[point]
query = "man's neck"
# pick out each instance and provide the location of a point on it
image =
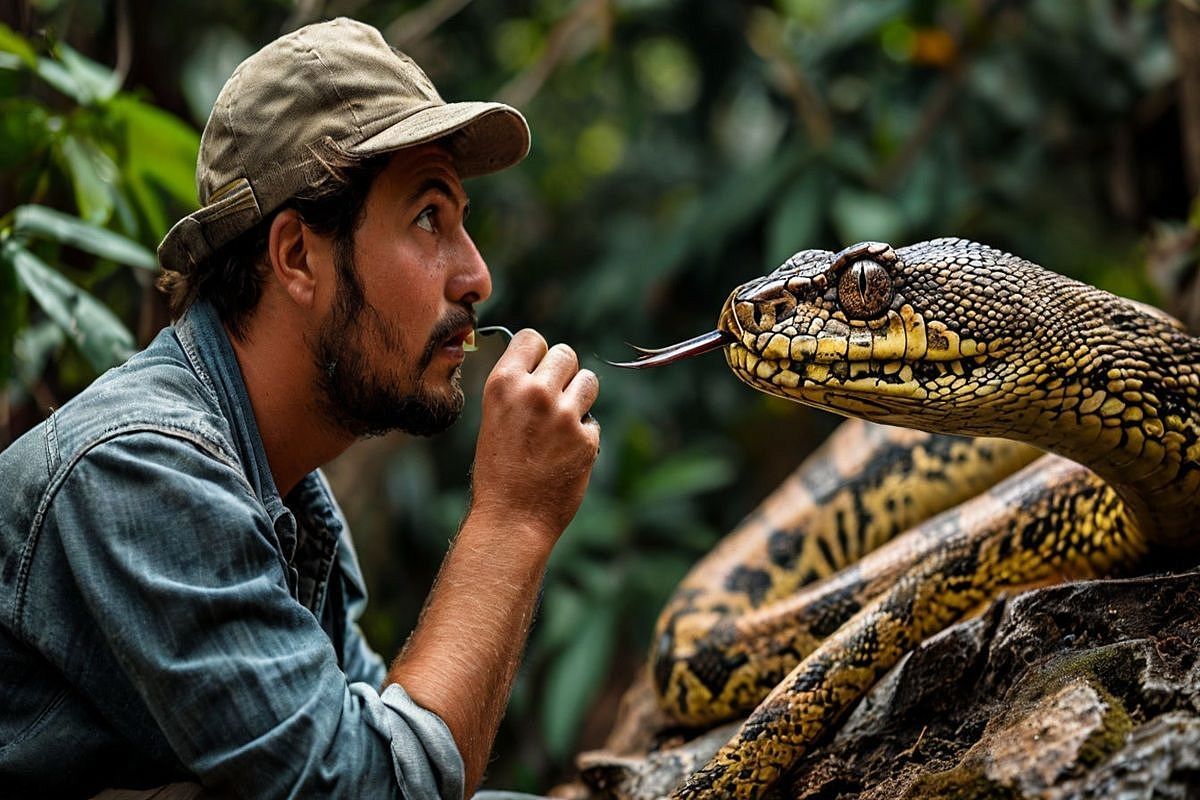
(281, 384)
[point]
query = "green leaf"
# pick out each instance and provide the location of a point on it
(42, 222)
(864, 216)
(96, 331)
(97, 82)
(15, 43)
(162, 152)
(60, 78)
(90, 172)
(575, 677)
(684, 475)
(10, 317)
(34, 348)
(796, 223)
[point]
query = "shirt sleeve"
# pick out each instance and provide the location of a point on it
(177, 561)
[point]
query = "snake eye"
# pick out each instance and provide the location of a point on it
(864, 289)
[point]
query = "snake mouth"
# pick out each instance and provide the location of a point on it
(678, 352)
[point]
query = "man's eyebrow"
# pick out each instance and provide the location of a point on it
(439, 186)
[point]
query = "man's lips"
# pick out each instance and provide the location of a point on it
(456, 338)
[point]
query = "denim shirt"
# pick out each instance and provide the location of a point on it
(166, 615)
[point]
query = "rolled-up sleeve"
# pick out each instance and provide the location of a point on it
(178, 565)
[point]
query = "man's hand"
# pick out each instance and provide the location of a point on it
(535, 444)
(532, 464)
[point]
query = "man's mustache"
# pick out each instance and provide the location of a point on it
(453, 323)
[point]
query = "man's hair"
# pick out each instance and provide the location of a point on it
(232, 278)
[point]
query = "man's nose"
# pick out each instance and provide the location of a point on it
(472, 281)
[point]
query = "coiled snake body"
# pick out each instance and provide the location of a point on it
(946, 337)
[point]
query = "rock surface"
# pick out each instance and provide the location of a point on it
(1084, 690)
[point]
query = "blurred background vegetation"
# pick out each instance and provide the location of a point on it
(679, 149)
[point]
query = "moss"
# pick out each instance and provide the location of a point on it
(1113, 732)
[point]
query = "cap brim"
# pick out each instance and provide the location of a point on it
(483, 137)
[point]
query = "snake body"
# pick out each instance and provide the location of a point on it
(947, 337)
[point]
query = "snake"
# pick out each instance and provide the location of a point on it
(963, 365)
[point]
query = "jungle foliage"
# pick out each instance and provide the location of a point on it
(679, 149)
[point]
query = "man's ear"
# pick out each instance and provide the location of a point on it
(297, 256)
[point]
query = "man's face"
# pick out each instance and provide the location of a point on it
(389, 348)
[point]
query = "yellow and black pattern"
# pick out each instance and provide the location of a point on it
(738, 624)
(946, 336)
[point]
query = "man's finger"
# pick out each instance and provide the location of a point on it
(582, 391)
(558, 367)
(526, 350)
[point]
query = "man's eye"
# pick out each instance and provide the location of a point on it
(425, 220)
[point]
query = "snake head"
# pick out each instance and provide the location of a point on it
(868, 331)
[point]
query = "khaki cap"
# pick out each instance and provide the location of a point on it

————————

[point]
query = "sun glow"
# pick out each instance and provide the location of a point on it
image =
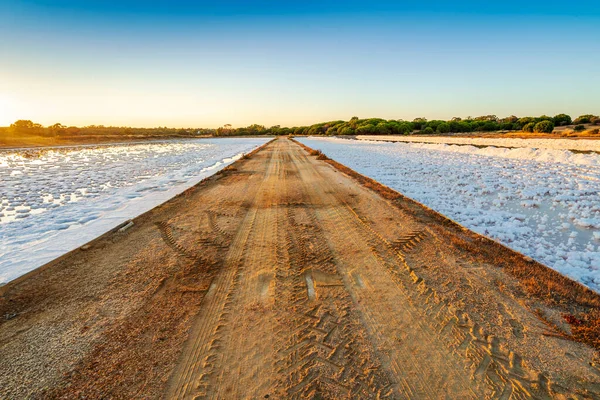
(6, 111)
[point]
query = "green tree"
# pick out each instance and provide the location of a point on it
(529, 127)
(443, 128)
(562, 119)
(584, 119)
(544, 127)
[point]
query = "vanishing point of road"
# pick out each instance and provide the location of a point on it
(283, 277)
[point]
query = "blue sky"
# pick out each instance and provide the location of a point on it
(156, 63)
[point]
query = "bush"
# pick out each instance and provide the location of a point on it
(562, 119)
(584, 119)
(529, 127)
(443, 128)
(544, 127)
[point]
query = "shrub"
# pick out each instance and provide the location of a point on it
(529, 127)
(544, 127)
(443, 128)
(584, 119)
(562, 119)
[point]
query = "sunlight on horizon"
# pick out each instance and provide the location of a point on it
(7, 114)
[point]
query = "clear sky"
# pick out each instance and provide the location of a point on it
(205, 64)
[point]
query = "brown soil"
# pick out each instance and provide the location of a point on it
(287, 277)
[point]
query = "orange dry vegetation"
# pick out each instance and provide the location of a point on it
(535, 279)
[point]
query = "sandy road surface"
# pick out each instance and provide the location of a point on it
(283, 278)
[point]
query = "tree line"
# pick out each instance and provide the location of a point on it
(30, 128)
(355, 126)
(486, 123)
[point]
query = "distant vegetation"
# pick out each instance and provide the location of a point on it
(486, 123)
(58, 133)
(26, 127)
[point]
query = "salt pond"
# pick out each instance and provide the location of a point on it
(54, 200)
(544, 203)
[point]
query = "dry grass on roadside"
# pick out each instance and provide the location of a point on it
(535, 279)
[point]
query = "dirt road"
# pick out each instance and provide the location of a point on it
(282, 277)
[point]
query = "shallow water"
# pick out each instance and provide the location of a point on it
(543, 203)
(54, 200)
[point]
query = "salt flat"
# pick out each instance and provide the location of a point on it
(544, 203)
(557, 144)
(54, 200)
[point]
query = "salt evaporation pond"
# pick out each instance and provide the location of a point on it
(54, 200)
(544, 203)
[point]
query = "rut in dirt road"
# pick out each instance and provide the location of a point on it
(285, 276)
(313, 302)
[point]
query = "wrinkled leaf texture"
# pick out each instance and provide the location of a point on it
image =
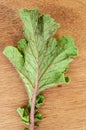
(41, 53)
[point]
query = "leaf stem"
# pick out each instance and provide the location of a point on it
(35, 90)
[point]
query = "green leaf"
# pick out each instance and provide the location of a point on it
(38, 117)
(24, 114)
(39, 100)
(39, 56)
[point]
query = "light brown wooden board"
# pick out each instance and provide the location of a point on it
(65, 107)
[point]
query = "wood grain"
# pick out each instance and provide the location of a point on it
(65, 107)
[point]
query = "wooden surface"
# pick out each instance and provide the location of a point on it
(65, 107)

————————

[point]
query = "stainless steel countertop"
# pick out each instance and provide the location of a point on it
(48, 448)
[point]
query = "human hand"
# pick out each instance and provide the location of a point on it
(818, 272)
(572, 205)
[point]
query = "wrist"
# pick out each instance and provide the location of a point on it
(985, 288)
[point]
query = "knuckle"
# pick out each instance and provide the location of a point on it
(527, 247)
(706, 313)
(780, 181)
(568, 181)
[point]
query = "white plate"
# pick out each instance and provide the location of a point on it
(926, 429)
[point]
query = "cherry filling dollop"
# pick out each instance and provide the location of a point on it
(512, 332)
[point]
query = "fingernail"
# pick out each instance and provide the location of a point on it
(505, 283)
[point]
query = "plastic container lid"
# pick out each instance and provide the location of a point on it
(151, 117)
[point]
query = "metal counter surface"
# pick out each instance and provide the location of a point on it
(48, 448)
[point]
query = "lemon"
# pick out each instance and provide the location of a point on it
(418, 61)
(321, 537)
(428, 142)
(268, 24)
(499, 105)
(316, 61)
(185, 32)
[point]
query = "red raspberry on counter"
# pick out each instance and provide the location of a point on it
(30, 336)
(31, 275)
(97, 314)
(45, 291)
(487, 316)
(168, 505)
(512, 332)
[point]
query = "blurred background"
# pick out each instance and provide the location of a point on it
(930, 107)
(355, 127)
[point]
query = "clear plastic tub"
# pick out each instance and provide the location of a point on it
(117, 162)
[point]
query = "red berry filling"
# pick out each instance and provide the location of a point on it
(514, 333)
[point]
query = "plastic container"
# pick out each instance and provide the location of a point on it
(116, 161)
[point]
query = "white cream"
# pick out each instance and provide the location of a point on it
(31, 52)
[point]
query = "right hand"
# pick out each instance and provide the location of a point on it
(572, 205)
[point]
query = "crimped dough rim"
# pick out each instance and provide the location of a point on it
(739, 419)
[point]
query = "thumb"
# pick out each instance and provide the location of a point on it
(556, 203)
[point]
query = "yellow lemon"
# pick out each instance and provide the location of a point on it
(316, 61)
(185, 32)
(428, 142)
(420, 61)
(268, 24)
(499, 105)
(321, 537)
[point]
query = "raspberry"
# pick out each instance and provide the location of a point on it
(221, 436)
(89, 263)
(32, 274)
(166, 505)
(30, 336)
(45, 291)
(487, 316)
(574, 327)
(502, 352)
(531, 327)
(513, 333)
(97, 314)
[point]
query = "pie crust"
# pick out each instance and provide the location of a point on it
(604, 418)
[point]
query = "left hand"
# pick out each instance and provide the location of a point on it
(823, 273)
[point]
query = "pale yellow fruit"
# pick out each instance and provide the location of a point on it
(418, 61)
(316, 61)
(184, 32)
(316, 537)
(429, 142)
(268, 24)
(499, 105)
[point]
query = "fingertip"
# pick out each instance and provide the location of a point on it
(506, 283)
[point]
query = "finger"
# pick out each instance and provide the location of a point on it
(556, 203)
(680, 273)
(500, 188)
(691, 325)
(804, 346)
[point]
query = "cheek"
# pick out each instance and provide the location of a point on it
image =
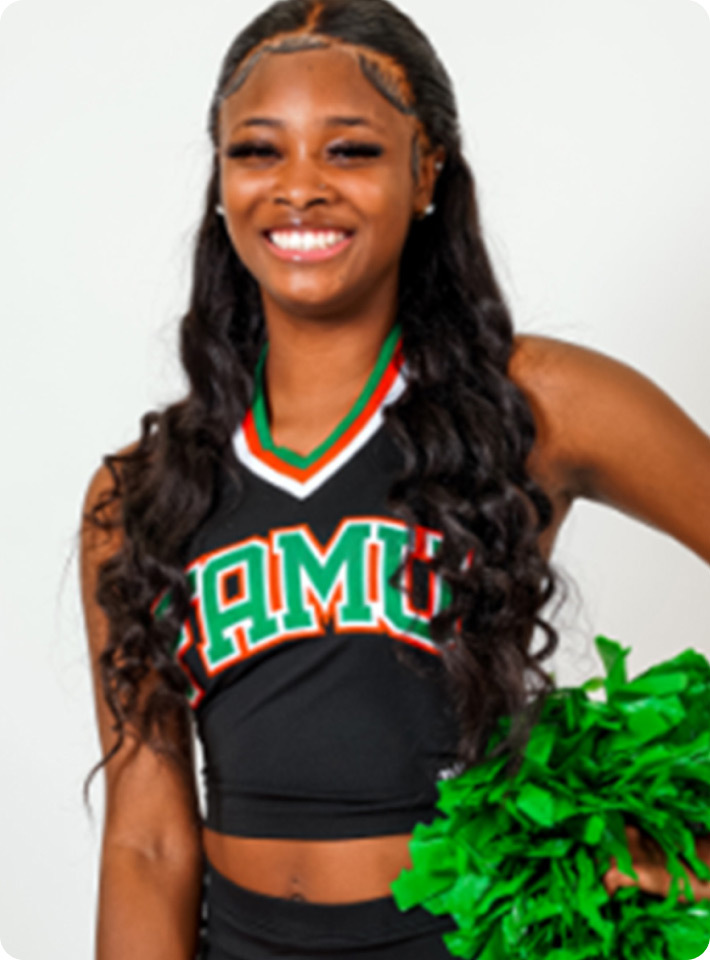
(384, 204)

————————

• [WHAT YOU ARE ASKED TO DO]:
Return every line of the entries above that contains the string "sleeve". Case counts.

• [CORRECT RESULT]:
query = "shirt sleeve"
query = "rolled-up sleeve"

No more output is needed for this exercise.